Return all entries word for word, but drop any images.

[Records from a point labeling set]
....

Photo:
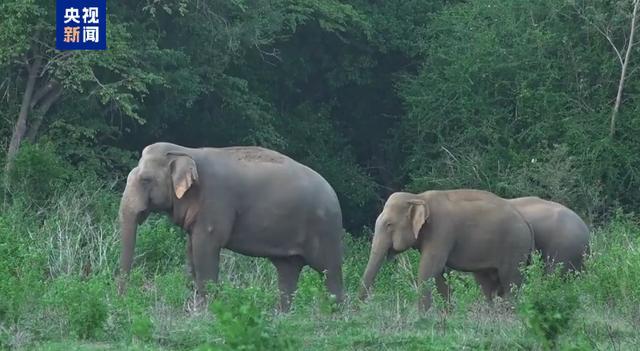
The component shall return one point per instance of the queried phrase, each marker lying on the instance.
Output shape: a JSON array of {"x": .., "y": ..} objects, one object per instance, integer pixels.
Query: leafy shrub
[
  {"x": 81, "y": 302},
  {"x": 160, "y": 245},
  {"x": 22, "y": 268},
  {"x": 547, "y": 302},
  {"x": 612, "y": 274},
  {"x": 243, "y": 322},
  {"x": 37, "y": 172}
]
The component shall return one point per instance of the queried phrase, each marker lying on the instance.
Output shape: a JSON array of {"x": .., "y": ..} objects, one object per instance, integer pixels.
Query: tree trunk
[
  {"x": 623, "y": 72},
  {"x": 49, "y": 99},
  {"x": 20, "y": 127}
]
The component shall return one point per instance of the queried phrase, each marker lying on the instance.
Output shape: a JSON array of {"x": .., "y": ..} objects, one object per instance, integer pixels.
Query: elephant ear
[
  {"x": 418, "y": 212},
  {"x": 184, "y": 173}
]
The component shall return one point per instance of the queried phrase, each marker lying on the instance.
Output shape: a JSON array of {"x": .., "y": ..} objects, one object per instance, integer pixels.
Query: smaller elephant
[
  {"x": 467, "y": 230},
  {"x": 560, "y": 234}
]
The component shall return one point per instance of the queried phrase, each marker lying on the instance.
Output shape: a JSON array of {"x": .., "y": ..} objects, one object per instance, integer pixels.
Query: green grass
[{"x": 57, "y": 292}]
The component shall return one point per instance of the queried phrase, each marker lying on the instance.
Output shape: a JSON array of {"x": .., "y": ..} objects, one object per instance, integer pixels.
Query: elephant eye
[{"x": 145, "y": 180}]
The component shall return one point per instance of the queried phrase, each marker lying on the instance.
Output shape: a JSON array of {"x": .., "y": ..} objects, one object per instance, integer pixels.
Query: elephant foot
[
  {"x": 196, "y": 304},
  {"x": 425, "y": 304}
]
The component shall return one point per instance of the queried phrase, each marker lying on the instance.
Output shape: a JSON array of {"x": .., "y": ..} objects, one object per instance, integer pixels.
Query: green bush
[
  {"x": 242, "y": 320},
  {"x": 547, "y": 302},
  {"x": 81, "y": 302},
  {"x": 160, "y": 245},
  {"x": 612, "y": 274},
  {"x": 37, "y": 173},
  {"x": 22, "y": 268}
]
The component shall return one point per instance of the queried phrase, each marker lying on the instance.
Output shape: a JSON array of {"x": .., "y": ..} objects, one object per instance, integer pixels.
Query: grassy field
[{"x": 57, "y": 292}]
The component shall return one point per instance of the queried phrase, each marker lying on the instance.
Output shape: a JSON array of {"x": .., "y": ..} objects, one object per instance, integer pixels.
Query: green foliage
[
  {"x": 37, "y": 173},
  {"x": 82, "y": 304},
  {"x": 244, "y": 324},
  {"x": 160, "y": 245},
  {"x": 548, "y": 302},
  {"x": 22, "y": 269}
]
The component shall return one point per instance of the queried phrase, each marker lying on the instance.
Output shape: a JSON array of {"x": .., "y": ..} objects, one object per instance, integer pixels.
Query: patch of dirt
[{"x": 255, "y": 154}]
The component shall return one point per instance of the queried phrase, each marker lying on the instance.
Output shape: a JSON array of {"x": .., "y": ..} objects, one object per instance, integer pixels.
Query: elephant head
[
  {"x": 397, "y": 229},
  {"x": 162, "y": 177}
]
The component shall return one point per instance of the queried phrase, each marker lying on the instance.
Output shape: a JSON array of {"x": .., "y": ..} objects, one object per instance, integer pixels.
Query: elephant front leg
[
  {"x": 443, "y": 288},
  {"x": 431, "y": 265},
  {"x": 489, "y": 283},
  {"x": 190, "y": 267},
  {"x": 206, "y": 260},
  {"x": 288, "y": 273}
]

....

ANSWER TO THE EXERCISE:
Photo:
The component shall return one point per instance of the queried phrase, each marker lying on the instance.
Output shape: a JSON array of {"x": .., "y": ..} objects, one object per instance, integer pixels.
Query: leafy shrub
[
  {"x": 81, "y": 302},
  {"x": 160, "y": 245},
  {"x": 22, "y": 268},
  {"x": 547, "y": 302},
  {"x": 612, "y": 274},
  {"x": 243, "y": 322},
  {"x": 37, "y": 172}
]
The component shall return one point per instance of the queried phrase, each marker lying on the instance.
Output shape: a JSON array of {"x": .., "y": ..} objects, one object per instance, integer pixels.
Query: tree trunk
[
  {"x": 623, "y": 72},
  {"x": 49, "y": 99},
  {"x": 20, "y": 127}
]
The component shall return one point per instance of the queried phrase, each marker lying on the instance.
Output shape: a JSON array of {"x": .., "y": ..} objects, one object per instance, integer pixels.
Query: elephant ear
[
  {"x": 418, "y": 212},
  {"x": 184, "y": 173}
]
The component shall return one point per instance of the queried phrase, each marker lying on the instance.
Output shape: a JSON array of {"x": .., "y": ..} objects, one object per instance, integer pixels.
Query: smaller elephant
[
  {"x": 467, "y": 230},
  {"x": 560, "y": 234}
]
The component shall return one point per instance of the queried phrase, each marker lying on the instance.
Output shape: a JSON array of {"x": .., "y": ..} objects, one object per instance, integer pixels.
Query: green grass
[{"x": 57, "y": 292}]
The component shall return one point per instance of the queried phrase, each marker lying on the instance.
Output shape: a JSON array of {"x": .., "y": ..} objects, one object per instance, integer pixels.
Query: elephant eye
[{"x": 145, "y": 180}]
The component shall return one point per instance of the queried phrase, each marker lying on the instance.
Output shape: a JSON array of {"x": .., "y": ..} objects, one object per instance, integer pixels.
Query: elephant foot
[
  {"x": 196, "y": 304},
  {"x": 425, "y": 304}
]
The component shall return one point per instance of the queried phrase, each marker lying on the instance.
Output shape: a JSON array of {"x": .., "y": ..} objects, one object per instance, integer pixels.
Query: green bush
[
  {"x": 242, "y": 320},
  {"x": 547, "y": 302},
  {"x": 81, "y": 302},
  {"x": 160, "y": 245},
  {"x": 612, "y": 274},
  {"x": 37, "y": 173},
  {"x": 22, "y": 268}
]
The component shall return one point per instance of the queried phrase, each marker lying on the instance.
Output shape: a JSON array of {"x": .., "y": ..} objects, one object per instance, integer pixels.
Query: grassy field
[{"x": 57, "y": 292}]
The component shall return one point per instance of the queried phrase, each marker lying on the instance.
Output shape: a JSON array of {"x": .., "y": ..} objects, one object per instance, integer pixels.
Query: green foliage
[
  {"x": 37, "y": 173},
  {"x": 82, "y": 304},
  {"x": 244, "y": 324},
  {"x": 160, "y": 245},
  {"x": 548, "y": 302},
  {"x": 22, "y": 269}
]
The component shall return one point per instance of the queried phrase, each marker lying on the instance.
Output shape: a JSON array of {"x": .., "y": ..} objects, one object per instance, integer pixels.
Query: patch of dirt
[{"x": 255, "y": 154}]
The component shall return one point per instance of the queried phrase, each marker lying on the instance.
Output shape: a JSON array of {"x": .., "y": ..} objects, one object per instance, integer pixels.
Query: elephant head
[
  {"x": 397, "y": 229},
  {"x": 162, "y": 177}
]
The component shall return one point per instance of the queried phrase, each marker lying on the instance.
Output shape: a JSON array of {"x": .., "y": ..} objects, one object per instance, integer pixels.
Query: elephant front leg
[
  {"x": 443, "y": 288},
  {"x": 431, "y": 265},
  {"x": 489, "y": 283},
  {"x": 190, "y": 267},
  {"x": 206, "y": 260},
  {"x": 288, "y": 273}
]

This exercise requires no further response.